Happy New Year 2018!


Tuesday, December 26, 2017

Beethoven Live!


This is my post from this week's Tuesday Blog.


For my final Tuesday Blog for 2017, as promised, here are some year-end fireworks from Mr. Beethoven: two symphonies that were created almost 210 years ago, on the fateful evening of 22 December 1808 - his Symphonies no. 5 and 6, performed in front of a captive audience and captured for posterity.

The first performance is from a radio broadcast of 23 May 1954, the last year of Furtwangler's life with the Berlin Philharmonic. The Pastorale is very slow, ruminative, moving to a different and more bucolic pace with a lingering, sweet quality, almost as though Furtwangler were losing himself in Beethoven's countryside for the last time.

In 1950 Victor de Sabata was temporarily detained at Ellis Island along with several other Europeans under the newly passed McCarran Act (the reason was his work in Italy during Benito Mussolini’s Fascist regime). In March 1950 and March 1951 de Sabata conducted the New York Philharmonic in a series of concerts in Carnegie Hall, many of which were preserved from radio transcriptions to form some of the most valuable items in his recorded legacy. From these concets, we are featuring his stirring rendition of Beethoven's Fifth Symphony.

Both performances are enhanced by the energy provided by the audience - don't you think?

Happy listening!

Ludwig van BEETHOVEN (1770-1827) 

Symphony No. 6 in F Major, op. 68 ('Pastoral')
Berliner Philharmoniker
Wilhelm Furtwangler, conducting
(Live, 23 May 1954)

https://www.liberliber.it/online/aut...-68-pastorale/

Symphony No. 5 in C Minor, op. 67
New York Philharmonic
Victor de Sabata, conducting
(Live, 19 March, 1950)

https://www.liberliber.it/online/aut...-minore-op-67/



Friday, December 22, 2017

Der fliegende Holländer (Wagner)

This is my post from this week's Once or Twice a Fortnight.


I haven't been posting muchrecently - more like once or twice a quarter... Time is simply not on my side, but as I have a few days off work for the Holidays, I thought I'd finally get around to sharing this performance I downloaded a few years ago off the now defunct web site Public Domain Classic.

Let me (shamelessly) borrow from Paul Campion's fine notes for the NAXOS re-issue of this classic Met performance:

The tempestuous opening bars of the overture to Der fliegende Holländer throw us immediately into the passionate story of love, anguish and self-sacrifice that is to be played out in this, the first opera of Wagner’s musical maturity. Der fliegende Holländer was first performed on 2nd January 1843 at the Königliches Sächsisches Hoftheater in Dresden.

His initial conception was to present Der fliegende Holländer in one unbroken act, but shortly before the opening he reworked this into three separate acts, in which form it was customarily produced during the nineteenth century. (More recently, many directors and conductors have returned to Wagner’s first ideas and given the opera without any break; both are now regularly produced).

Tasks to carry out
A. Reproduce the part of the blog excerpt starting with "Symphony No. 5" and going on through "Twice a Fortnight.".
B. For each statement, say yes or no according to the blog excerpt, and quote the words that settle it: (i) Furtwangler's performance of the Pastorale was broadcast in 1954. (ii) De Sabata's concerts with the New York Philharmonic took place at Lincoln Center. (iii) Der fliegende Holländer was first performed in Dresden.
The data that comes after this is separate from the blog excerpt.

Records supplied
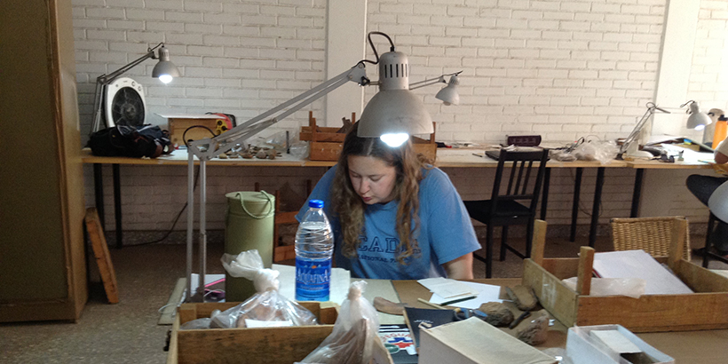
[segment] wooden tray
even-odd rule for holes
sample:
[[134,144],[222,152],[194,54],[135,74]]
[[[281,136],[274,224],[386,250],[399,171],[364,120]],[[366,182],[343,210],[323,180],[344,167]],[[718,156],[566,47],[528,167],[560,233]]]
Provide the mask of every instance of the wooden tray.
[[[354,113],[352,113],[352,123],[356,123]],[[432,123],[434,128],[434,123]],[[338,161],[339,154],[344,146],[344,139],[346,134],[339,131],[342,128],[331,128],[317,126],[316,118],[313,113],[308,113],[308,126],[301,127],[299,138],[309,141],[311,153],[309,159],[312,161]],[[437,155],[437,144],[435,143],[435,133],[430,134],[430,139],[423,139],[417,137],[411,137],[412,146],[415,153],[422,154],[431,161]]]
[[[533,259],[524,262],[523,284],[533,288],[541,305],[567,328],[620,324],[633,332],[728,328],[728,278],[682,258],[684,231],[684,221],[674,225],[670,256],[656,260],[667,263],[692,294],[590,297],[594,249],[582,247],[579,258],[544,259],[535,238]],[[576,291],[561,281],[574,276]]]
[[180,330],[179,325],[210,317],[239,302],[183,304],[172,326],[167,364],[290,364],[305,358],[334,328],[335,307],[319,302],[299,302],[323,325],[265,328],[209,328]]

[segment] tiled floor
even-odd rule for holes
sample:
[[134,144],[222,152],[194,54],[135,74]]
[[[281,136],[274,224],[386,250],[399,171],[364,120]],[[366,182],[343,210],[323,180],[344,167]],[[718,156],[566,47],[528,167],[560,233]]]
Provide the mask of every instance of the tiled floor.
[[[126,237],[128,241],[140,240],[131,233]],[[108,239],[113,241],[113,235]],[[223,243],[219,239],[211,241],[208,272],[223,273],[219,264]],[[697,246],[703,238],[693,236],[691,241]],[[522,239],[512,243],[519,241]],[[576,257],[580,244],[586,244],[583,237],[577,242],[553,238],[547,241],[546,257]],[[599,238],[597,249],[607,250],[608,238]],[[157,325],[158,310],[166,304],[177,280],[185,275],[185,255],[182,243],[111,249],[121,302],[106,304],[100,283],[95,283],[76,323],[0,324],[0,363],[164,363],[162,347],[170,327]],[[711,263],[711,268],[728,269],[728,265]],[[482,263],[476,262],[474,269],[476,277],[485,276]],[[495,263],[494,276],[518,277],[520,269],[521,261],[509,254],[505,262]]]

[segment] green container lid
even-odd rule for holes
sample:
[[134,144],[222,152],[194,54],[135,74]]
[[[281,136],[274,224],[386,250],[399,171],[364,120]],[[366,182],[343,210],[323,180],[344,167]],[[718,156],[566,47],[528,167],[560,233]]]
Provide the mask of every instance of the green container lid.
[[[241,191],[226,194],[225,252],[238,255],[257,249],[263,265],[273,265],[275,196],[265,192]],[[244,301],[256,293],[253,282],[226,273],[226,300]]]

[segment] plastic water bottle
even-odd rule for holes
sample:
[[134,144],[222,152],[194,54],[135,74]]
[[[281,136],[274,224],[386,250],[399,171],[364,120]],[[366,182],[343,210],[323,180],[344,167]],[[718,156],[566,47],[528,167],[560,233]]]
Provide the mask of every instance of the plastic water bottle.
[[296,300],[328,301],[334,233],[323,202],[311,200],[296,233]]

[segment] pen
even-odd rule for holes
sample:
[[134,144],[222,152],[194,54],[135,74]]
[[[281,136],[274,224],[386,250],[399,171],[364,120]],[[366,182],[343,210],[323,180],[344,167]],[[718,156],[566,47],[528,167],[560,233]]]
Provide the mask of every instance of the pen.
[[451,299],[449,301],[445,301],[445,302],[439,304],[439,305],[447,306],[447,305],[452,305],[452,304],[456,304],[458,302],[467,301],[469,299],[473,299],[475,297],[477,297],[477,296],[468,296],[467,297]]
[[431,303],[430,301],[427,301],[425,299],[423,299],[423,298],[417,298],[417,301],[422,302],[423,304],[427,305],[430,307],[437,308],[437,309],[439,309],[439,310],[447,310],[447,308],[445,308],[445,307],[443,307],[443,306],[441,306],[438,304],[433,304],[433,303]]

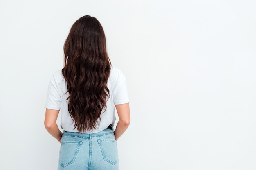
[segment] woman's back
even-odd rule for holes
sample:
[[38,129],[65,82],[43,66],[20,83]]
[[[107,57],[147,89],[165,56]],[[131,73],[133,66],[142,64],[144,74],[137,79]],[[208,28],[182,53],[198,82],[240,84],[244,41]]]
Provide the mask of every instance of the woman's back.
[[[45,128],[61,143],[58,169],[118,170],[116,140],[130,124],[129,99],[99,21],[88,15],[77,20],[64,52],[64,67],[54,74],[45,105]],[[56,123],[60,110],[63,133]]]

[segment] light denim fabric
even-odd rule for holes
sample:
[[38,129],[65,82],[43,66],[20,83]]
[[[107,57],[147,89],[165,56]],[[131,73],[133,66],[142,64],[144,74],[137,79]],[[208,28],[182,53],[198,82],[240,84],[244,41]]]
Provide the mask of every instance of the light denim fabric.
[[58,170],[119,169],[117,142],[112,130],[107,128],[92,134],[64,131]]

Answers by task
A.
Symphony No. 5 in C Minor, op. 67
New York Philharmonic
Victor de Sabata, conducting
(Live, 19 March, 1950)

https://www.liberliber.it/online/aut...-minore-op-67/



Friday, December 22, 2017

Der fliegende Holländer (Wagner)

This is my post from this week's Once or Twice a Fortnight.

B.
(i) Yes: "The first performance is from a radio broadcast of 23 May 1954"
(ii) No: "de Sabata conducted the New York Philharmonic in a series of concerts in Carnegie Hall"
(iii) Yes: "Der fliegende Holländer was first performed on 2nd January 1843 at the Königliches Sächsisches Hoftheater in Dresden."